_AIM OF THE TASK:_ What lines below contain the string "branch"? List them all.

[[ PROVIDED DATA open ]]

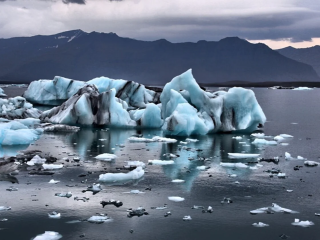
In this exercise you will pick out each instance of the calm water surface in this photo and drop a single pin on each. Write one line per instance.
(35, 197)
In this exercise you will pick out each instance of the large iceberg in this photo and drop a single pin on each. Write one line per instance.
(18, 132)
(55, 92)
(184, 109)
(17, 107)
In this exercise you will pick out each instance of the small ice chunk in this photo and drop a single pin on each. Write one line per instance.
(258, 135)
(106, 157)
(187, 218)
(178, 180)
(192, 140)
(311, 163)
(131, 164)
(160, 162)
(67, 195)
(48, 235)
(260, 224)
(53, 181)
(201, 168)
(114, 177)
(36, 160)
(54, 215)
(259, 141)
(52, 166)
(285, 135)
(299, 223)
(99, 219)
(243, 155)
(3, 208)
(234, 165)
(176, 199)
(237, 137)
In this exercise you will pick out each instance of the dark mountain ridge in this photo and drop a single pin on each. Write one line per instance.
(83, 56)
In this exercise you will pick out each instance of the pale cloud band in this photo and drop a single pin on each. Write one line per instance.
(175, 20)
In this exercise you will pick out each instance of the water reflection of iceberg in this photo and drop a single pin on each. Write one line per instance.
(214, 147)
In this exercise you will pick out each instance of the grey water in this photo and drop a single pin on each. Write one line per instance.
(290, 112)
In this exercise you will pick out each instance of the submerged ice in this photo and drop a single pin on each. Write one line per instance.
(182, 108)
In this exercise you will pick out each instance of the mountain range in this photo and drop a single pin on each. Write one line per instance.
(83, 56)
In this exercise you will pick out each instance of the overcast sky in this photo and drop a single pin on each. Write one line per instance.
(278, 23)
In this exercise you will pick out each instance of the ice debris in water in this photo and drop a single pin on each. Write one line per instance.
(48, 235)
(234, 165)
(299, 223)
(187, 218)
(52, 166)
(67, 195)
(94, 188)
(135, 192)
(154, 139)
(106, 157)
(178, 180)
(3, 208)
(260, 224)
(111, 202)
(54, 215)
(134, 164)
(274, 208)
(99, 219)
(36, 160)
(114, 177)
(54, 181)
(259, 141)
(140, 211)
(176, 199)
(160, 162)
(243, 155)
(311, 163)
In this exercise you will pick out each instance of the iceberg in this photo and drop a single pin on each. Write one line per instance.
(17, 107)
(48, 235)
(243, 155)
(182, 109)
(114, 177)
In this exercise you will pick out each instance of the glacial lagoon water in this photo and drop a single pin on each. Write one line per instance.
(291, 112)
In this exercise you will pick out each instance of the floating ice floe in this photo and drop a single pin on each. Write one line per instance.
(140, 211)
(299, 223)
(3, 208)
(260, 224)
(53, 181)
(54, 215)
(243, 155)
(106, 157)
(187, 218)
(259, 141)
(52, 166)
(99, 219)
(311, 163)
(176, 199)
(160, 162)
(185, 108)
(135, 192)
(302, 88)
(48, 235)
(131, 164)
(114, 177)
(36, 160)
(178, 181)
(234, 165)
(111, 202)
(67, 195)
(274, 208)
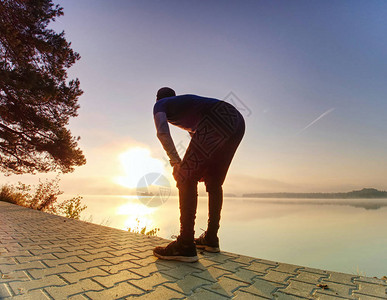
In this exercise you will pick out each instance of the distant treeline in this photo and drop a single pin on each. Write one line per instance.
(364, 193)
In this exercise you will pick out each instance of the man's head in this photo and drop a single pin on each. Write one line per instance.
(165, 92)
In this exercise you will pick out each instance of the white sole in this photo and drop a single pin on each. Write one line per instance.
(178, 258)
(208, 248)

[[ PROVIDED DATA closed ]]
[[ PROVIDED DATA open ]]

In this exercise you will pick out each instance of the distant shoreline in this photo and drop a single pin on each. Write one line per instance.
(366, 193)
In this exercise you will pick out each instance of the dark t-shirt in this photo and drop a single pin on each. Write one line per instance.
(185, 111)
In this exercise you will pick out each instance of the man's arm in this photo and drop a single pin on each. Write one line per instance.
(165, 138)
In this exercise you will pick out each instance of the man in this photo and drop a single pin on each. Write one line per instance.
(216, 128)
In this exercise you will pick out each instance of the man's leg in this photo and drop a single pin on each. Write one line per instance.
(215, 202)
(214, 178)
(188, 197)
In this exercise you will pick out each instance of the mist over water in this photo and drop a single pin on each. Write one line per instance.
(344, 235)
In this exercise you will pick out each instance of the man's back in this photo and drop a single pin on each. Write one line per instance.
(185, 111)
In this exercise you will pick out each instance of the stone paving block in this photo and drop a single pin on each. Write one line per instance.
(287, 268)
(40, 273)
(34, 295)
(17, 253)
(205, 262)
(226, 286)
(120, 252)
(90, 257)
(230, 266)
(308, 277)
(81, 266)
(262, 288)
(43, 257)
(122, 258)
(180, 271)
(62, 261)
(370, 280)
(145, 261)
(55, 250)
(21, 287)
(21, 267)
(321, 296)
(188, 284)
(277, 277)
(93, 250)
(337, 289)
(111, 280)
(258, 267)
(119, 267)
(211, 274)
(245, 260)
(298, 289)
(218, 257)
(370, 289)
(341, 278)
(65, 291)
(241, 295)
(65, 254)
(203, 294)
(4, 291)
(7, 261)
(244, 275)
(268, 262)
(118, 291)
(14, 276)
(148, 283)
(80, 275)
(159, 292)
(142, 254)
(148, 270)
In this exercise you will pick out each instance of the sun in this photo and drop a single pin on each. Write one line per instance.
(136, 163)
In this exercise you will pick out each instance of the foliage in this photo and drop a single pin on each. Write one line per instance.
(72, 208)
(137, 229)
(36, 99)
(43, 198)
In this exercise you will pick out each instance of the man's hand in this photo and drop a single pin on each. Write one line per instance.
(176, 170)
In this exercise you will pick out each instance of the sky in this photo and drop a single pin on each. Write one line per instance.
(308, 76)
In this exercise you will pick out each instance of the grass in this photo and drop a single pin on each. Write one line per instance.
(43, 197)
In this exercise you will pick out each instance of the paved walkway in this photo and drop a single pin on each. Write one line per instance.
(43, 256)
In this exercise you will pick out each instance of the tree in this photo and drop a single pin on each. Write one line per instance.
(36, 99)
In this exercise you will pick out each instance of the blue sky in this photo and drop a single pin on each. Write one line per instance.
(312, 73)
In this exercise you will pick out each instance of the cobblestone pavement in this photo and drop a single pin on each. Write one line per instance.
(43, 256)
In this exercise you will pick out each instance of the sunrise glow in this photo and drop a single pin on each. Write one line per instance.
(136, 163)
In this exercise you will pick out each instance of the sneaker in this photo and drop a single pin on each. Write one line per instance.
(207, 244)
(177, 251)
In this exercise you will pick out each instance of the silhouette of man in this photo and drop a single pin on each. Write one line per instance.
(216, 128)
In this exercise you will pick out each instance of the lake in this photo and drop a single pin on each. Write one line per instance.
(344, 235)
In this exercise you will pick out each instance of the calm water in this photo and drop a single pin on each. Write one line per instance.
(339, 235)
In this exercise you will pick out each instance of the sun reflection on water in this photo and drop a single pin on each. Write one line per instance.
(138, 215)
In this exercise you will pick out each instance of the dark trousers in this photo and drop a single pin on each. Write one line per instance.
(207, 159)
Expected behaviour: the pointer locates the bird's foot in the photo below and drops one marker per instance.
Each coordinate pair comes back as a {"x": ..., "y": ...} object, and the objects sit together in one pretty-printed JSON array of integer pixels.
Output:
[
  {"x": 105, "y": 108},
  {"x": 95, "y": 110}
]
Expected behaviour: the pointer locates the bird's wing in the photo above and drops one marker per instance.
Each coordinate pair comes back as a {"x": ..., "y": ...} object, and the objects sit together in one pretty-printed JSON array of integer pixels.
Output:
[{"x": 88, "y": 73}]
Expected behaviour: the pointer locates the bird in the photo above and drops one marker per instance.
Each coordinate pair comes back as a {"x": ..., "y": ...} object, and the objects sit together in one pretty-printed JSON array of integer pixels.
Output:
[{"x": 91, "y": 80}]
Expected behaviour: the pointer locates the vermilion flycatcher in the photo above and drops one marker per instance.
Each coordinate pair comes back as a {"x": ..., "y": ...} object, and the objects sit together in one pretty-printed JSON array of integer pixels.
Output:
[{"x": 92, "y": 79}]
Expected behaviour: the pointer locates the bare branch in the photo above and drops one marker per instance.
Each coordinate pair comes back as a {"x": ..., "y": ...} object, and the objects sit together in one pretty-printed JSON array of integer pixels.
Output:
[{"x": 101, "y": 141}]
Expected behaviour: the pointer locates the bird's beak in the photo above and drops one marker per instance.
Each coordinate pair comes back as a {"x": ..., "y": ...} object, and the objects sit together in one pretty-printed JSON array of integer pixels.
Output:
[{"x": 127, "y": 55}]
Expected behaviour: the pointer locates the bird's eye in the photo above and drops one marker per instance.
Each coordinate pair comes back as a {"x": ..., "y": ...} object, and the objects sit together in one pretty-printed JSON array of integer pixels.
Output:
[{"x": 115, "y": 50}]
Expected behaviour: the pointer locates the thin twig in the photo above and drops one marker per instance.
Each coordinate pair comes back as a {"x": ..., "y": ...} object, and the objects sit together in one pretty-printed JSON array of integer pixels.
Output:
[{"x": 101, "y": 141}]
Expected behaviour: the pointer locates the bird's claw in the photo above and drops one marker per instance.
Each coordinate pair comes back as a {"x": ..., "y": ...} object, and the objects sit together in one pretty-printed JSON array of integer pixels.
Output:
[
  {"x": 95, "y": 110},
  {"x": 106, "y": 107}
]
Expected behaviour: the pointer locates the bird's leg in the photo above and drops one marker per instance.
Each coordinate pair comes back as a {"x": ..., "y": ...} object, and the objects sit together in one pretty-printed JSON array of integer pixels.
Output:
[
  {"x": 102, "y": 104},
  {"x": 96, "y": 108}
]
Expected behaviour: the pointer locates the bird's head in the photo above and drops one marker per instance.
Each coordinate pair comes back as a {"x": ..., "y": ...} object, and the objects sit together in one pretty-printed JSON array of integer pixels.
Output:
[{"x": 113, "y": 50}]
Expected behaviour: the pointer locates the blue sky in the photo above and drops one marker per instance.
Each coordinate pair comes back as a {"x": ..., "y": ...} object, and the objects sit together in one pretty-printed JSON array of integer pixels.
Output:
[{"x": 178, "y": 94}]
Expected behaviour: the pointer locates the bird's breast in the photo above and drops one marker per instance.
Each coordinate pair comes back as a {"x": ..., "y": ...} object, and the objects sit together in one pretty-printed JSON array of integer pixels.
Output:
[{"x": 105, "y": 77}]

[[ PROVIDED DATA closed ]]
[[ PROVIDED DATA open ]]

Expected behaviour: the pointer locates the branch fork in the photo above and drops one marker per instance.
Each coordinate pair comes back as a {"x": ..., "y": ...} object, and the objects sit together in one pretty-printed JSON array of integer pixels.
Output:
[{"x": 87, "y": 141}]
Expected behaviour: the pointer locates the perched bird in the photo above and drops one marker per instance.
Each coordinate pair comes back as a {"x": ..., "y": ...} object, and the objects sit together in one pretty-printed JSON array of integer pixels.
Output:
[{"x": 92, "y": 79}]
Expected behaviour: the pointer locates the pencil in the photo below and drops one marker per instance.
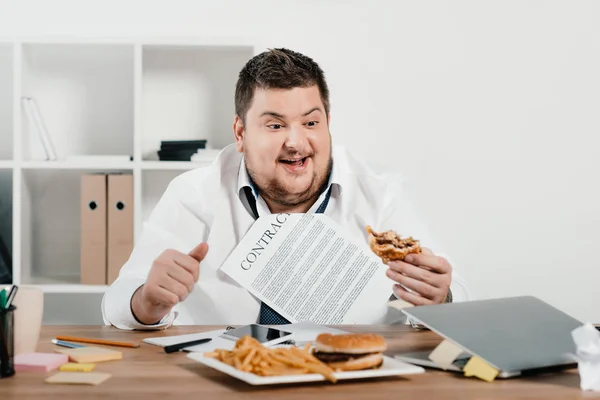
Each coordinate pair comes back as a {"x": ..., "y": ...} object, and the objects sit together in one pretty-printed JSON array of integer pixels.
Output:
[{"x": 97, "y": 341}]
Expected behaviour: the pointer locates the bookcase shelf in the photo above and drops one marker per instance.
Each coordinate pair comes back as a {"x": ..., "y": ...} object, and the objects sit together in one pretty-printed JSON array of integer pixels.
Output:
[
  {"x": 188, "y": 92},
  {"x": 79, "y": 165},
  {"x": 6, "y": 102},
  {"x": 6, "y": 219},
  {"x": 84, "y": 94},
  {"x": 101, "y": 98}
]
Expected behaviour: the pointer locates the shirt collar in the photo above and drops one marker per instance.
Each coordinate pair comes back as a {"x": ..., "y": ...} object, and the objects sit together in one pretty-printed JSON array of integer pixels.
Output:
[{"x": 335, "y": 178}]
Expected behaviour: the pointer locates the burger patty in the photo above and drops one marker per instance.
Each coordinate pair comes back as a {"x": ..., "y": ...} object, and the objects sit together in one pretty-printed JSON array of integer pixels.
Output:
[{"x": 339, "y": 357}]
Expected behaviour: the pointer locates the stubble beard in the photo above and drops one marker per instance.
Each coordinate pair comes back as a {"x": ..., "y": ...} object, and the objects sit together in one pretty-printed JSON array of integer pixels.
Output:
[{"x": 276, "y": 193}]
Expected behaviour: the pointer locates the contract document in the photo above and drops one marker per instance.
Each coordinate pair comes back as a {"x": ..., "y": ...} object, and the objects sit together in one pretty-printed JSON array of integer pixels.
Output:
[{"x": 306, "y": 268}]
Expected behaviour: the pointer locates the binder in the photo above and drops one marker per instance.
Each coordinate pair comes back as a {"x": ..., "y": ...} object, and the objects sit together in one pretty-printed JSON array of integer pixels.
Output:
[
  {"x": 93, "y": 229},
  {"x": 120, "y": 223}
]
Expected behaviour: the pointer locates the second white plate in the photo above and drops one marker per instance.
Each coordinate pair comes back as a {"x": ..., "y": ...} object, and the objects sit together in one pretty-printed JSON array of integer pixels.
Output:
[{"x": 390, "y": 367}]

[[ PROVIDED DATA closed ]]

_WORKED SOLUTION:_
Expected behaviour: the pointer locates the bare branch in the photo above and drops one marker per instance.
Expected behaviour: the pointer locates the branch fork in the photo above and drops one marker per instance.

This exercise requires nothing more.